WORK TO COMPLETE> Go through the material and tally the lines containing the string "blue". Give the total alone.

EXERCISE MATERIALS>
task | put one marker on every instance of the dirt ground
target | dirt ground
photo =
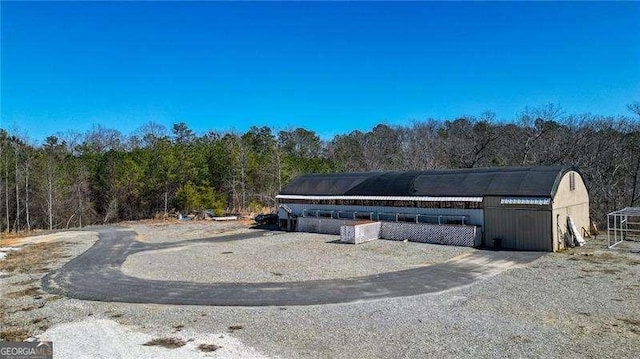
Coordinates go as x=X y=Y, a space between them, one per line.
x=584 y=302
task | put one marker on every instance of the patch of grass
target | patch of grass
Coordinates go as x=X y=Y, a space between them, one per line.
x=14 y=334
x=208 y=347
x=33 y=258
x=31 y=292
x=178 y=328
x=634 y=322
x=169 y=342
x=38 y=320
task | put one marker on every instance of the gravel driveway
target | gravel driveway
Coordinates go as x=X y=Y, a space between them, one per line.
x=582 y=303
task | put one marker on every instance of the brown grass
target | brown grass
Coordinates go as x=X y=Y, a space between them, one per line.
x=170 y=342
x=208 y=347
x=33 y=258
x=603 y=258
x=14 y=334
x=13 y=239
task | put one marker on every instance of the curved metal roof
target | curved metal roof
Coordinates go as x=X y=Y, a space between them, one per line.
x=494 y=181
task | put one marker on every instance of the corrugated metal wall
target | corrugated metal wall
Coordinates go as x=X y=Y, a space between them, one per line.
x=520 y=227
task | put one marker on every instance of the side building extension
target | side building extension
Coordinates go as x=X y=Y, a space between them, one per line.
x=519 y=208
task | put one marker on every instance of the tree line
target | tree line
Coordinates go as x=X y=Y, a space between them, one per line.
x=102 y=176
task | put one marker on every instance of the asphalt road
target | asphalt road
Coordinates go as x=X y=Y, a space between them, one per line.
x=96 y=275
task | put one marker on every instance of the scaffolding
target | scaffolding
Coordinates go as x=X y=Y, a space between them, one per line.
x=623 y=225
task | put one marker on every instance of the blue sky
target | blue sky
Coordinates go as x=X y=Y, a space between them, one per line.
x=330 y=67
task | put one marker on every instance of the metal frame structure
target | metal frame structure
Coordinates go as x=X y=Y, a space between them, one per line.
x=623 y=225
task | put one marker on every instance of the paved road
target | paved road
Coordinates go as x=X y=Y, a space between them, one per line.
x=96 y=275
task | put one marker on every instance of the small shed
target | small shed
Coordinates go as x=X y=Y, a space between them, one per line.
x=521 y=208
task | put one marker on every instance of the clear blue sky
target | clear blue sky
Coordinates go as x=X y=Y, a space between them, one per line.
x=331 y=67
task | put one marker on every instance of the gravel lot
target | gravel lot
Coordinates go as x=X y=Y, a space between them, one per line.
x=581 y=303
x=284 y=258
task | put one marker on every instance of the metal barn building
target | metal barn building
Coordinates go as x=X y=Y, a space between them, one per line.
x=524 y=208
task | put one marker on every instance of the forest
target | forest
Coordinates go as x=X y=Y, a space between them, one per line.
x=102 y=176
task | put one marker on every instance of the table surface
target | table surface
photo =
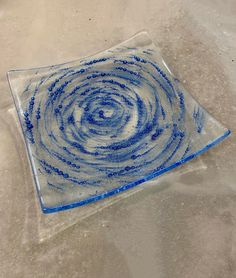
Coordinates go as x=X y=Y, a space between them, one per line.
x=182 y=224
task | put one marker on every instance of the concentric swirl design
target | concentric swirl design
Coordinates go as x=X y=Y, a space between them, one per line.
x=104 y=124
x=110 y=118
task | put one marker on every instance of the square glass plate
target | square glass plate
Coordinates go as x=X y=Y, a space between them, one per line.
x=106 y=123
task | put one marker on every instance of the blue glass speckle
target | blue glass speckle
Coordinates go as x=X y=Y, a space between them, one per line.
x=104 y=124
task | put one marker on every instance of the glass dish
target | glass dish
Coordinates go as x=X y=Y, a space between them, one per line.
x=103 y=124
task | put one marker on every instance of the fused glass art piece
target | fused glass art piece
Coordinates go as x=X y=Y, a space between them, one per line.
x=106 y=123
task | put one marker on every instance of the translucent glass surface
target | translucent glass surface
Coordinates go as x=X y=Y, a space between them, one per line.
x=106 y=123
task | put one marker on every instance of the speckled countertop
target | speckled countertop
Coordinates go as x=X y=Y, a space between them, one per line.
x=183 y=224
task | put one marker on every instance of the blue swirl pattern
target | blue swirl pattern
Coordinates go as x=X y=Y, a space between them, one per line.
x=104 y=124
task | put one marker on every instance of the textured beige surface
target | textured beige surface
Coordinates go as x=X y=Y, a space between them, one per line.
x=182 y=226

---

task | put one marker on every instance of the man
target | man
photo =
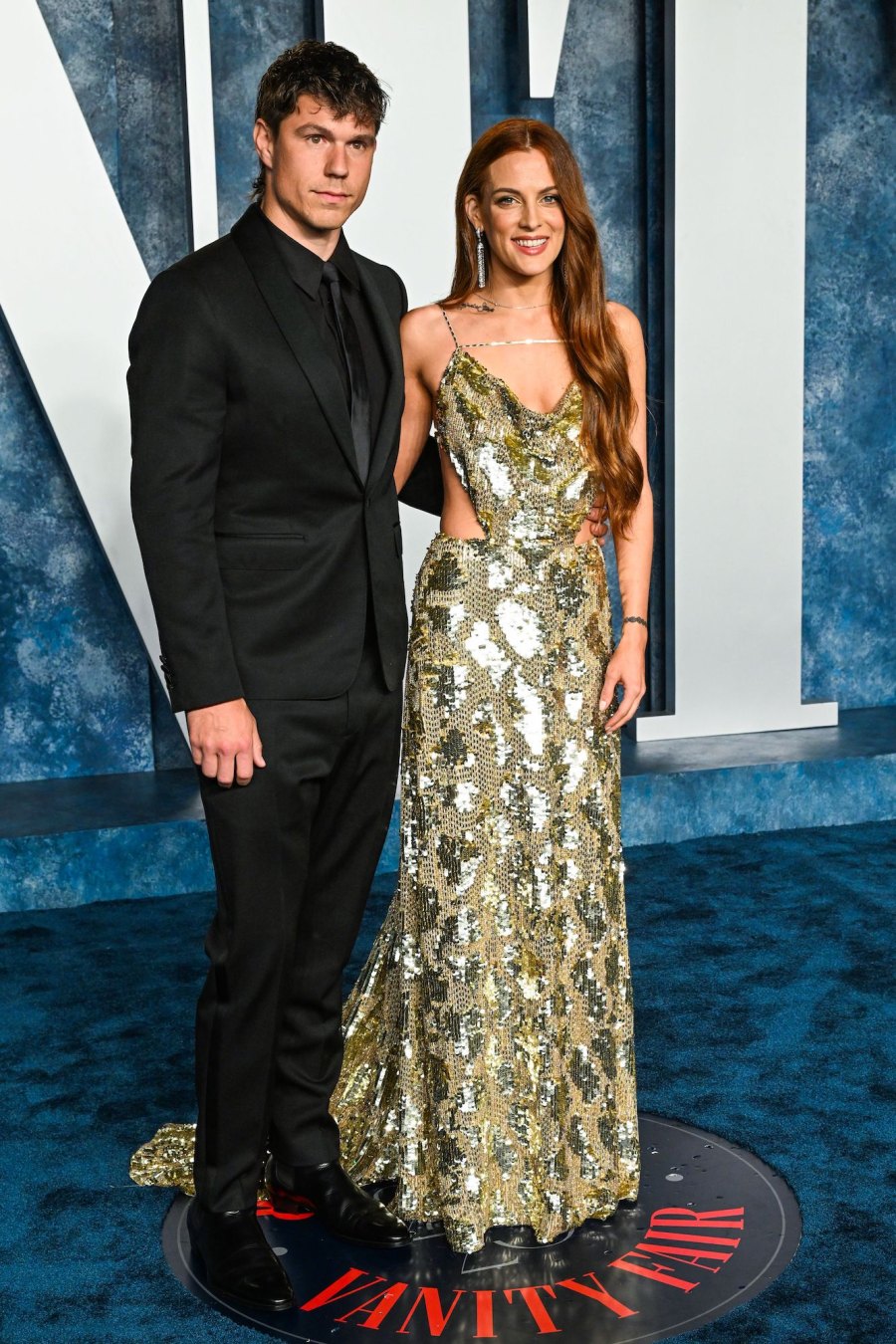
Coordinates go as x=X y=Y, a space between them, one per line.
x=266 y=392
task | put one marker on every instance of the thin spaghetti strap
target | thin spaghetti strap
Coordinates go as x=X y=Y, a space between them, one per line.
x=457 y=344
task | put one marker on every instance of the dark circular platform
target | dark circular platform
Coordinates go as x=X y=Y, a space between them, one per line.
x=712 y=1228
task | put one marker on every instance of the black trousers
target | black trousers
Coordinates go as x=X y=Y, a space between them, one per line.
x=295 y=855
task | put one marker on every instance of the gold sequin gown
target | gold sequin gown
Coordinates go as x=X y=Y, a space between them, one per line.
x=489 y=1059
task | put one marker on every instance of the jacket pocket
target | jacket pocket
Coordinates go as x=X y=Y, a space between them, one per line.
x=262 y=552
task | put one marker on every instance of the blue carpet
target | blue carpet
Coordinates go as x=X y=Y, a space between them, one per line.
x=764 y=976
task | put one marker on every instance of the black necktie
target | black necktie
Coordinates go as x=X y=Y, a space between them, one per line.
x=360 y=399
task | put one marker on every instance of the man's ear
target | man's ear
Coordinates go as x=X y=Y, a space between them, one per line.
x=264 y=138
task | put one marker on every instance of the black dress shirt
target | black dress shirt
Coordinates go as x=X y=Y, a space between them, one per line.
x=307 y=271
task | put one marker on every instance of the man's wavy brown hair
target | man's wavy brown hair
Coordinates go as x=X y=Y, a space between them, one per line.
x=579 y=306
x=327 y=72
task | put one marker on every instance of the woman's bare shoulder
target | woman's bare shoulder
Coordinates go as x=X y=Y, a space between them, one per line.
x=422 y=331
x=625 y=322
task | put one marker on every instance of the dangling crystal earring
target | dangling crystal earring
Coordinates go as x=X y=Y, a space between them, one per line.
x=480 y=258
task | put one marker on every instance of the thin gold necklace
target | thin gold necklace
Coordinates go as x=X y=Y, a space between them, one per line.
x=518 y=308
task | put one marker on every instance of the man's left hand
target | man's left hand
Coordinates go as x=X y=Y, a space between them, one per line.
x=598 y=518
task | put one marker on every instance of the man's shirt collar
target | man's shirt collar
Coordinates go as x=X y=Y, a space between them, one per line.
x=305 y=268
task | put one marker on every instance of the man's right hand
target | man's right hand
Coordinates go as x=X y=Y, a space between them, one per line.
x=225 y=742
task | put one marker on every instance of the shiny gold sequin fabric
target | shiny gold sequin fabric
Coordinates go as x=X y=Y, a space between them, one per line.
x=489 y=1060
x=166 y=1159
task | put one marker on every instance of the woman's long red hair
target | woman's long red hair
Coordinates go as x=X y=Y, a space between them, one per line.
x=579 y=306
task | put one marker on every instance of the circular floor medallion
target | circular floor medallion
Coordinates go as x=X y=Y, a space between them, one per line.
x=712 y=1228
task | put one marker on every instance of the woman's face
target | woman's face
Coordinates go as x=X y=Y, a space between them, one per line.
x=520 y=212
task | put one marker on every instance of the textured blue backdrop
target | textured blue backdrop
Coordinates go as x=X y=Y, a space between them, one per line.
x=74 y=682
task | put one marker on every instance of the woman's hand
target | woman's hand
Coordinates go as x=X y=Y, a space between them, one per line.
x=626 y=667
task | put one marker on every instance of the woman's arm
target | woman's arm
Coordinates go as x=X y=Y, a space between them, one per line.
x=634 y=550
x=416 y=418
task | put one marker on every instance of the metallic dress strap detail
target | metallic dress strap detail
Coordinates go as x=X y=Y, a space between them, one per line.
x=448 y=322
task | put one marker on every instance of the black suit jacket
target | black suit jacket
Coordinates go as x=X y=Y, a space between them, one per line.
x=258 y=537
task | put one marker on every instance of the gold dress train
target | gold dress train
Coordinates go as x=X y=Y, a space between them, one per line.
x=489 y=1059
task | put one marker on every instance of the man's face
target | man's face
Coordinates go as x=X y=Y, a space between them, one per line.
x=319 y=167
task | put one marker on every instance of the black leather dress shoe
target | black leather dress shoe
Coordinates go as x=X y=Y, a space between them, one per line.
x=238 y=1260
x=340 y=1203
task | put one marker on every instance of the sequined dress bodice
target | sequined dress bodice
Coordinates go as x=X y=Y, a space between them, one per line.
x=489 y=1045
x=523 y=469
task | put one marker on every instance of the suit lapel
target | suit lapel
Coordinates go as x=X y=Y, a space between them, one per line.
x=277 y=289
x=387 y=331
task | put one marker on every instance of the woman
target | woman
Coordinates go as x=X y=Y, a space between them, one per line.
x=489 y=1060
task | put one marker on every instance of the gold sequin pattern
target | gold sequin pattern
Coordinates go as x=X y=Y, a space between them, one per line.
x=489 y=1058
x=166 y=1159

RESULT OF THE TASK> 12